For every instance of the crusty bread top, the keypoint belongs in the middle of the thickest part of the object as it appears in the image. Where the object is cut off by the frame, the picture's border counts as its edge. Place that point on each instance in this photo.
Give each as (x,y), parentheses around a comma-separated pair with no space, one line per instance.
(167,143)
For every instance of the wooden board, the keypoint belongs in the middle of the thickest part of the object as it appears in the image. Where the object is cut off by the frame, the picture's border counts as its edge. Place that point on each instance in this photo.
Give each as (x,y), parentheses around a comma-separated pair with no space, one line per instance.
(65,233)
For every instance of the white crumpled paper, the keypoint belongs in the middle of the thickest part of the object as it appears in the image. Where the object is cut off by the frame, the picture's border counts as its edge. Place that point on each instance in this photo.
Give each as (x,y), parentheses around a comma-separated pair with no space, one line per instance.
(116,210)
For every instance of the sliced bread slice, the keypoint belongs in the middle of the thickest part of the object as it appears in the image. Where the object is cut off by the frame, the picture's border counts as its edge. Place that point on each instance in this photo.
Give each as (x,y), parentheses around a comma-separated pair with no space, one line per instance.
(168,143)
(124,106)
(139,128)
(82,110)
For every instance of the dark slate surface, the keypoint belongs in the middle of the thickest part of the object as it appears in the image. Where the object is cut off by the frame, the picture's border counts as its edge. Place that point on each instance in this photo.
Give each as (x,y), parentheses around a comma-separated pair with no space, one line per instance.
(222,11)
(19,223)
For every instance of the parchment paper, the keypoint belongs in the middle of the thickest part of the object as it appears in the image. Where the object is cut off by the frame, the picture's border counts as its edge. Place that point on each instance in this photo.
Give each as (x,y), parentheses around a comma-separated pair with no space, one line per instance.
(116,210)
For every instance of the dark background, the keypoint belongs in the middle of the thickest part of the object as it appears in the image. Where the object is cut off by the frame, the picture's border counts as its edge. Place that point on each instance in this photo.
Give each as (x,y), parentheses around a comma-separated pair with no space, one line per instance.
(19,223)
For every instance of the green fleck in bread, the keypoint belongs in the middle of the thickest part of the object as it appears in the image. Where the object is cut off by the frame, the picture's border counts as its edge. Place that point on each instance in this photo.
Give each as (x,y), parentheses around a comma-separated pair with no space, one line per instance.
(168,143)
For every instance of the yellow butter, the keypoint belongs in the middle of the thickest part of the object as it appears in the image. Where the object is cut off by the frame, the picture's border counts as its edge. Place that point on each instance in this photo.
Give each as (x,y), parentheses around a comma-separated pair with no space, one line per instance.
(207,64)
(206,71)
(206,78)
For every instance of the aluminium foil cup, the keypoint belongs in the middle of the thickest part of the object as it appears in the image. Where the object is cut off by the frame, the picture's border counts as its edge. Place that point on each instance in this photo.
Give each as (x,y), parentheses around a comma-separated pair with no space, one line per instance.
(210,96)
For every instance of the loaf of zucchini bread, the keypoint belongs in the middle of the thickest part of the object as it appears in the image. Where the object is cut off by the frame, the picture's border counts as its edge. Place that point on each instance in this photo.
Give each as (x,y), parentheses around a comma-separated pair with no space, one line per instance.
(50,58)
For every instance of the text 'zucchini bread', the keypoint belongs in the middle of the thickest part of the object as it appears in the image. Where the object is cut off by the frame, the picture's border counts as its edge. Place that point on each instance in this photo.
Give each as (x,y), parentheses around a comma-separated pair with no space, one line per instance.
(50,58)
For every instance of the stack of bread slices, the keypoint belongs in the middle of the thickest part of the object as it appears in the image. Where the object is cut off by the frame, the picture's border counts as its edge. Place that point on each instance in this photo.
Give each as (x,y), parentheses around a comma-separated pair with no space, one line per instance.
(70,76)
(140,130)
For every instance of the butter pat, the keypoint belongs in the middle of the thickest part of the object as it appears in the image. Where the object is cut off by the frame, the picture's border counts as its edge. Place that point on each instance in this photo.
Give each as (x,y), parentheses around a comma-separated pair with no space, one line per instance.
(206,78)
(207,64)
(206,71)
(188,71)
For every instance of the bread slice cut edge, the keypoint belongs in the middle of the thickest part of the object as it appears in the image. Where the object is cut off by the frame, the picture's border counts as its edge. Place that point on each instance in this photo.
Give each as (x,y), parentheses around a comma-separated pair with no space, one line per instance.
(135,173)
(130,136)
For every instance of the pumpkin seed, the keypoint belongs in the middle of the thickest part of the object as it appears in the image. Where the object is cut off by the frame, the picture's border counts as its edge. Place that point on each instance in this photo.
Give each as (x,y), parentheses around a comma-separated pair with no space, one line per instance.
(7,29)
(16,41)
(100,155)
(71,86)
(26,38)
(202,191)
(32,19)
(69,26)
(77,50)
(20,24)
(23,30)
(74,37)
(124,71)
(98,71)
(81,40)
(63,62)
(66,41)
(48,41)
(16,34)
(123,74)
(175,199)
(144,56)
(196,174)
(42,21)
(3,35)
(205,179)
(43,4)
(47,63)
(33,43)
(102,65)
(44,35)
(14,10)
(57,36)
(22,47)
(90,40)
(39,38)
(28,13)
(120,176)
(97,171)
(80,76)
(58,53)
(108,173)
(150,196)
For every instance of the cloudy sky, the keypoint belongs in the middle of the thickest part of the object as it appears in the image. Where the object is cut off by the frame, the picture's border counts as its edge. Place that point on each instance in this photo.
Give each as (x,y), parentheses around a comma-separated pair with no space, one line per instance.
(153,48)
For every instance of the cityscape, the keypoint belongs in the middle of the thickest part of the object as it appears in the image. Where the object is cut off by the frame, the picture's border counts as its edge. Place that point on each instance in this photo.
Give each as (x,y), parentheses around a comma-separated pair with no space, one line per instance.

▶ [Problem requirements]
Rewrite the lines from the one that has "For every instance of the cloudy" through the last line, replacing "keypoint" with "target point" and keeping everything else the same.

▶ [Problem solution]
For every instance of the cloudy sky, the target point belongs in the middle of the thickest part of the object as it appears in the image. Where the object is cut off by the frame, the picture's border counts as its edge. Place that point on each instance in this photo.
Give each as (x,y), parentheses around a comma-separated pair with no space, one line per instance.
(153,48)
For every instance of the cityscape, the target point belongs in the middle of the thickest part of the object as it appears in the image. Where the object is cut off by the frame, the picture's border counts as its edge. Place that point on each instance in this photo.
Give each as (x,y), parentheses around a comma-separated pair with no space, one line per instance.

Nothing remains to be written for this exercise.